• **Exercise objective**
Format the data below, from the line containing "Target: white sneaker" through the last line, as a JSON list of strings, one string per line, with blank lines omitted.
------------------------------------------------------------
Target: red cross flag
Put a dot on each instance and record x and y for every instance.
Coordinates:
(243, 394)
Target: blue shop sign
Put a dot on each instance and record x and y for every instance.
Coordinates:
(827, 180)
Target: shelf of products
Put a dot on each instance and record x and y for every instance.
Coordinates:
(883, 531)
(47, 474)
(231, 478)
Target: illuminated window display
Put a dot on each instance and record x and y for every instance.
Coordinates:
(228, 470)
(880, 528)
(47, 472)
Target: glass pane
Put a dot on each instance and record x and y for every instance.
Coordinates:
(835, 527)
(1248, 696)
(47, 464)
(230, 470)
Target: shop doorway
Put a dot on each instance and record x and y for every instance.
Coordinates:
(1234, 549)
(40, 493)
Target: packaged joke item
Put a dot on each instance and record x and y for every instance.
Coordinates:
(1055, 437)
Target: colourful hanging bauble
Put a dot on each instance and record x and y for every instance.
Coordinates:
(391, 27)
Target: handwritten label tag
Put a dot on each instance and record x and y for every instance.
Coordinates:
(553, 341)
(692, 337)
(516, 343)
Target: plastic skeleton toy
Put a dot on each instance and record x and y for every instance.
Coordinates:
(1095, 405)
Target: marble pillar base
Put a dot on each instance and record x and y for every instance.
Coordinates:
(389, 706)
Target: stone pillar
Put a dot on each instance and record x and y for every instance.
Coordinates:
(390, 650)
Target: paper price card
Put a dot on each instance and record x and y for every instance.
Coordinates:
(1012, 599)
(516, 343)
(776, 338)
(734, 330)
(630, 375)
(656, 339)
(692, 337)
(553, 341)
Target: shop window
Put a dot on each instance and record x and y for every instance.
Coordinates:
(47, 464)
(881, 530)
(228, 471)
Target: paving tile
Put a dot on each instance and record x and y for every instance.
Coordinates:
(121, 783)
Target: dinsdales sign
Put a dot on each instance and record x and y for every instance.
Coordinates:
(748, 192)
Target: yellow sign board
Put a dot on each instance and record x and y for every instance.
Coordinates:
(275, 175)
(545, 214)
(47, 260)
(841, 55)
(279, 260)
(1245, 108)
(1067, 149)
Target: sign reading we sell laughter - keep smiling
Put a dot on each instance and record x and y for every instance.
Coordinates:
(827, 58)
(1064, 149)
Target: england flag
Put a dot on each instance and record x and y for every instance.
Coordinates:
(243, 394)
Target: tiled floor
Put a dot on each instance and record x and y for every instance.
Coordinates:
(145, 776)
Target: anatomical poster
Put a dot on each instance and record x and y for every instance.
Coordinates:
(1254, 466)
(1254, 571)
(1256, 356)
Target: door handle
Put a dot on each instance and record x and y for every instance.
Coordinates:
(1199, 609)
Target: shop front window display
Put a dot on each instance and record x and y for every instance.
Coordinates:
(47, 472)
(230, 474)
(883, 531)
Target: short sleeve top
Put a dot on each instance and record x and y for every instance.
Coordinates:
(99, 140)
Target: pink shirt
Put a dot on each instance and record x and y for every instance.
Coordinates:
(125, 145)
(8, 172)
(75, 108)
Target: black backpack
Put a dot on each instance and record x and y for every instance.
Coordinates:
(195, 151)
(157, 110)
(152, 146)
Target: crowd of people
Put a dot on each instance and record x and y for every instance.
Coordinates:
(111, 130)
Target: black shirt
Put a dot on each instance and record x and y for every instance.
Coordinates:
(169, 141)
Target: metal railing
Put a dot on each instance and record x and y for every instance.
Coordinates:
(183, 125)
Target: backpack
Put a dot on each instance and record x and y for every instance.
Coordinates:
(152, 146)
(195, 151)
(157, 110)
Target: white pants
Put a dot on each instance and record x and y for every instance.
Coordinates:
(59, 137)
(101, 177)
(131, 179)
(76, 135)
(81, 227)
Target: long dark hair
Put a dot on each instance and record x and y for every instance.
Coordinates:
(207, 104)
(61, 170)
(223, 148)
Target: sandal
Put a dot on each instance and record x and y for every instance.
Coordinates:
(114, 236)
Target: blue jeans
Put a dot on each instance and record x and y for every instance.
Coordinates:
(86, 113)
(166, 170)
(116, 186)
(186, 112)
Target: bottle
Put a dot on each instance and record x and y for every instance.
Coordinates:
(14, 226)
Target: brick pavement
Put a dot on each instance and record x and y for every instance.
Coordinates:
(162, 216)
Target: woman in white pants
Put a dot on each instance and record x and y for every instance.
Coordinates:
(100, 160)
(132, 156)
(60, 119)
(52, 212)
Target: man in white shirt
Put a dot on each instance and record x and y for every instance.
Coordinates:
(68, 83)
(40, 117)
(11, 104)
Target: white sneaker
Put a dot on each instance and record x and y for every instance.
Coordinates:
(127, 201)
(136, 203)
------------------------------------------------------------
• **Written answer**
[
  "Target: white sneaker",
  "Put a dot on each instance and record x and y for every instance.",
  "Coordinates:",
  "(127, 201)",
  "(136, 203)"
]